**PROBLEM**
Rewrite the lines of the records from the one containing "Question: In the picture above, for every instance of the metal" through the one containing "[(353, 64), (353, 94)]", both included. Keep every line, but raise each coordinate in the answers by 112.

Raw records:

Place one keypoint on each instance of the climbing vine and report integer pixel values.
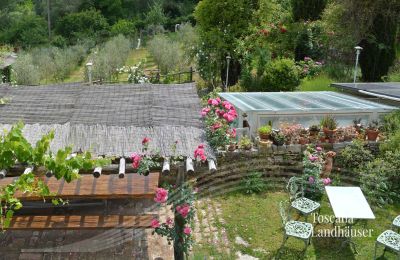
(16, 150)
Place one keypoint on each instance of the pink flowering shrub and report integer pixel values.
(219, 116)
(177, 230)
(313, 163)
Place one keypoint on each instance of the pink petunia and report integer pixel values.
(187, 230)
(205, 111)
(227, 105)
(161, 195)
(169, 221)
(155, 223)
(145, 140)
(183, 210)
(136, 158)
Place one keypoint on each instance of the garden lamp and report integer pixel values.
(358, 51)
(89, 66)
(228, 60)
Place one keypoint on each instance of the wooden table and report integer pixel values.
(105, 187)
(349, 203)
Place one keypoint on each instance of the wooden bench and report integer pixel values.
(106, 187)
(133, 186)
(79, 222)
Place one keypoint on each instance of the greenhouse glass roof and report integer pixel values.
(300, 102)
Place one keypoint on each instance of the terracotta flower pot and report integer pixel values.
(263, 136)
(372, 135)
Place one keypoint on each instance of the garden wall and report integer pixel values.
(277, 164)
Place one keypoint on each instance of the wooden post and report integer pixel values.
(191, 74)
(179, 221)
(121, 173)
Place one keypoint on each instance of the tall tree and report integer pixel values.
(221, 23)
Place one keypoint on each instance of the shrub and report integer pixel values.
(108, 59)
(166, 53)
(125, 27)
(281, 75)
(24, 70)
(376, 183)
(83, 25)
(253, 183)
(354, 156)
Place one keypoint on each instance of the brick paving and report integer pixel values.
(90, 244)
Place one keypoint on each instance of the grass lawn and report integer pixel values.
(320, 83)
(256, 219)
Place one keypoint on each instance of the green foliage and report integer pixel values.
(125, 27)
(379, 49)
(329, 122)
(376, 183)
(307, 9)
(220, 24)
(281, 75)
(15, 149)
(24, 71)
(83, 25)
(108, 59)
(166, 53)
(253, 183)
(354, 156)
(266, 129)
(26, 31)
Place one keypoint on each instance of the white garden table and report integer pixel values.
(349, 203)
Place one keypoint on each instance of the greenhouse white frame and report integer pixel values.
(305, 108)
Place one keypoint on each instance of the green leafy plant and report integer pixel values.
(329, 122)
(253, 183)
(265, 130)
(245, 143)
(354, 156)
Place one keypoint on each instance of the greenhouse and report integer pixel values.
(305, 108)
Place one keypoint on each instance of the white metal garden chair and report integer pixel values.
(296, 229)
(396, 223)
(296, 195)
(390, 240)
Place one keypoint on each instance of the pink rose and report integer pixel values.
(161, 195)
(227, 105)
(155, 223)
(169, 221)
(183, 210)
(136, 158)
(205, 111)
(145, 140)
(187, 230)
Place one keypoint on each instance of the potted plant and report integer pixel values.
(245, 143)
(264, 132)
(278, 138)
(314, 130)
(329, 125)
(358, 125)
(372, 131)
(303, 137)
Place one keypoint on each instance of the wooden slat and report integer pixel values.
(88, 187)
(80, 222)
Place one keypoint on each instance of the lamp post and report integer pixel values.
(89, 66)
(358, 51)
(228, 60)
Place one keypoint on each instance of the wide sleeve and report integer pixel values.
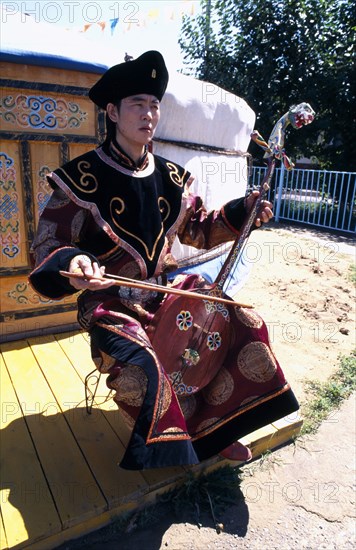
(205, 230)
(55, 245)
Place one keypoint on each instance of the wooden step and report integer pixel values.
(60, 473)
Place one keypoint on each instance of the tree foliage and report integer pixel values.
(275, 53)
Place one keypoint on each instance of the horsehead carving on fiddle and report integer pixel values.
(192, 337)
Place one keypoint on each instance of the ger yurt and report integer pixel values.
(47, 119)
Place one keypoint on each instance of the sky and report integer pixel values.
(123, 26)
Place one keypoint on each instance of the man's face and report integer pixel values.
(137, 118)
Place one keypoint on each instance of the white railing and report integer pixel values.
(315, 197)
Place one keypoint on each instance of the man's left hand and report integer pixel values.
(264, 213)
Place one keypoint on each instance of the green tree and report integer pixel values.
(275, 53)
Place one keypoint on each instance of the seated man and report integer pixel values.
(118, 209)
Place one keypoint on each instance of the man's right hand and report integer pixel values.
(93, 275)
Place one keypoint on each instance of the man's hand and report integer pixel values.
(264, 213)
(92, 274)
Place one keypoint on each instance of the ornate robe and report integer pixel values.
(200, 390)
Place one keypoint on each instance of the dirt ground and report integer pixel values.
(300, 496)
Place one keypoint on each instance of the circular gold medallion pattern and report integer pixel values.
(220, 388)
(249, 317)
(256, 362)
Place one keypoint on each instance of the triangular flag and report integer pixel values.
(113, 23)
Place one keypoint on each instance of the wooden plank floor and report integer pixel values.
(60, 477)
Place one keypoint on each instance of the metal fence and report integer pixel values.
(315, 197)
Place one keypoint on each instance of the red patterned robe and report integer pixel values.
(189, 379)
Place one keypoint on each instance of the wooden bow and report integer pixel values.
(133, 283)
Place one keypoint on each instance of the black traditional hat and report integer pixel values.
(145, 75)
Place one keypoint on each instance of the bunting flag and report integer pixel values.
(180, 9)
(113, 23)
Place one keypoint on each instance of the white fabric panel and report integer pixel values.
(198, 112)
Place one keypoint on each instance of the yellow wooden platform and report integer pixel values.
(59, 473)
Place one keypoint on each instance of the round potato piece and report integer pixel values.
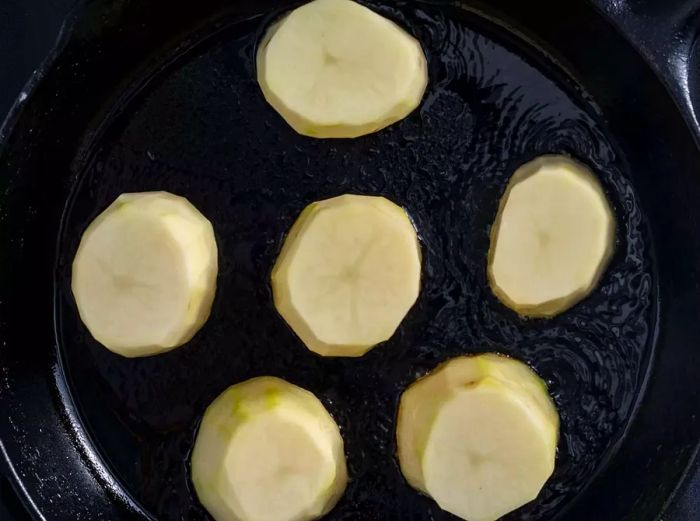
(478, 435)
(347, 274)
(144, 276)
(336, 69)
(552, 238)
(268, 450)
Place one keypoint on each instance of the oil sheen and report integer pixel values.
(201, 128)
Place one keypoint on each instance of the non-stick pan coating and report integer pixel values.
(162, 95)
(201, 128)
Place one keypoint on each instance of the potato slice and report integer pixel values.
(478, 435)
(268, 450)
(552, 238)
(336, 69)
(144, 276)
(347, 274)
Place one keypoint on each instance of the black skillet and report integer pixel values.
(162, 95)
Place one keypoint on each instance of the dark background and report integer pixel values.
(28, 29)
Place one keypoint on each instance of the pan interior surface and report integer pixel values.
(199, 127)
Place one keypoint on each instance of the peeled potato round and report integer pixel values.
(478, 435)
(552, 238)
(336, 69)
(268, 450)
(347, 274)
(144, 275)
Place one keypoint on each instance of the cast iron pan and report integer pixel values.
(162, 95)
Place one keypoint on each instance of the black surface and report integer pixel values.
(682, 514)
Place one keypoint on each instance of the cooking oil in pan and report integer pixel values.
(202, 129)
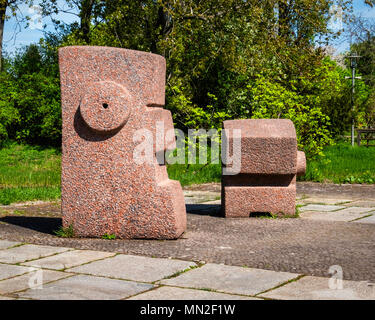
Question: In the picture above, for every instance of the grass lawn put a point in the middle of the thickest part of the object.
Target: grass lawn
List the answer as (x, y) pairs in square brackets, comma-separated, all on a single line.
[(31, 173), (343, 163)]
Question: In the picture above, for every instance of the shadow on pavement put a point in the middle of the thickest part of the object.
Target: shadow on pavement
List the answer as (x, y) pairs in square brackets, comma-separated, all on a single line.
[(204, 209), (41, 224)]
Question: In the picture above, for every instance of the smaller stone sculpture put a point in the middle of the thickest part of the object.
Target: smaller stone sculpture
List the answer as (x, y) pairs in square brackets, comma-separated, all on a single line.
[(270, 162)]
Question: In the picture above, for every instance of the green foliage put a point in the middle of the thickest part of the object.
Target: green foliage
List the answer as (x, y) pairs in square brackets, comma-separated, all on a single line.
[(226, 59), (109, 236), (65, 232), (30, 99), (29, 173), (343, 163), (271, 100)]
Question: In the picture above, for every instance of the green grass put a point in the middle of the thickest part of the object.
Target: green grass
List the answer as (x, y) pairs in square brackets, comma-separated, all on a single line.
[(343, 163), (31, 173), (195, 173), (65, 232)]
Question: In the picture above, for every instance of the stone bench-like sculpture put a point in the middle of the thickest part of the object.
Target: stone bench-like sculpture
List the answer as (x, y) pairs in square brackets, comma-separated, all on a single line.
[(107, 95), (270, 162)]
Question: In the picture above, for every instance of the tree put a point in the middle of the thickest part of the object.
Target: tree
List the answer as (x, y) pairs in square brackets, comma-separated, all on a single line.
[(85, 10), (13, 6)]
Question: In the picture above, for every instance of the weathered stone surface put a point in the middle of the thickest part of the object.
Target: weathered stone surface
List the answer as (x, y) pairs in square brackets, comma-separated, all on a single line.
[(270, 163), (170, 293), (69, 259), (83, 287), (7, 271), (28, 252), (107, 95), (315, 288), (134, 268), (230, 279), (22, 282), (370, 220)]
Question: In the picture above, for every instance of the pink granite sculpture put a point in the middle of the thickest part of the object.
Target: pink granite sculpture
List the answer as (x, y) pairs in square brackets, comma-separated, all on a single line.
[(107, 95), (270, 162)]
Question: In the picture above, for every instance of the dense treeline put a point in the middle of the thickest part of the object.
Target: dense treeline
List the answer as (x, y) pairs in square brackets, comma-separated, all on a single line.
[(225, 59)]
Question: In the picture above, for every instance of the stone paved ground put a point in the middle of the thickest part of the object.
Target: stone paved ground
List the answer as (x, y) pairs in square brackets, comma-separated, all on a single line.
[(336, 227)]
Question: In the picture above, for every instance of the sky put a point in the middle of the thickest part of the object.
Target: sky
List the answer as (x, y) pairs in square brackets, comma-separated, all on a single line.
[(15, 37)]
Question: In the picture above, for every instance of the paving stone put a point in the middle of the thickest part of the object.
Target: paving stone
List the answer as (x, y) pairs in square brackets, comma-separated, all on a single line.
[(7, 271), (134, 268), (28, 252), (5, 244), (69, 259), (326, 201), (355, 210), (171, 293), (84, 287), (370, 219), (346, 215), (230, 279), (22, 282), (315, 288), (321, 207)]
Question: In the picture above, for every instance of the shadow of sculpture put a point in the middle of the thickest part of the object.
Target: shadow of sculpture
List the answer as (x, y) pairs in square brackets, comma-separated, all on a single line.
[(46, 225), (213, 210)]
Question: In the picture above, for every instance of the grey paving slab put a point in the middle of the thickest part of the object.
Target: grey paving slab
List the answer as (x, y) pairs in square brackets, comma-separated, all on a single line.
[(7, 271), (370, 219), (172, 293), (354, 210), (28, 252), (134, 268), (84, 287), (321, 207), (24, 282), (5, 244), (315, 288), (69, 259), (229, 279)]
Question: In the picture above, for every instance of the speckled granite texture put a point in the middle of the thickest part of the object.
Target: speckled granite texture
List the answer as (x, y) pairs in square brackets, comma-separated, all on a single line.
[(270, 163), (107, 95)]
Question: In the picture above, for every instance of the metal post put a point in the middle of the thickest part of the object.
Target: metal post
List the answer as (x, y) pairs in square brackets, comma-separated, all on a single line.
[(353, 64), (353, 94)]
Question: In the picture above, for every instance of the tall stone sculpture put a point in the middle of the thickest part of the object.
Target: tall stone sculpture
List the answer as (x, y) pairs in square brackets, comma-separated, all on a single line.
[(269, 163), (107, 95)]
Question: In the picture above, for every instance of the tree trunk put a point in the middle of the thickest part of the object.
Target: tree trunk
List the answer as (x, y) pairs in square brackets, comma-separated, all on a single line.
[(3, 7)]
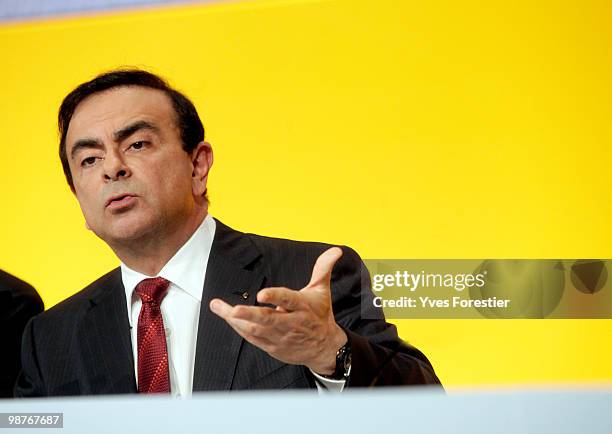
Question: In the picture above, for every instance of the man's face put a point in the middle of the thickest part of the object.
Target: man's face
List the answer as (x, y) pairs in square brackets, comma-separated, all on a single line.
[(132, 178)]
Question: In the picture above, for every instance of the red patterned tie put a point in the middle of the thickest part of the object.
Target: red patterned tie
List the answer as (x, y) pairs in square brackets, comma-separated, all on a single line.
[(153, 376)]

**REPLY**
Question: In the picture above, for every instance of the metal post put a point in the middle of the thickest part of the object.
Target: metal post
List the answer as (x, y) pairs in square brackets, comma-separated, all on a single line.
[(465, 176), (465, 206)]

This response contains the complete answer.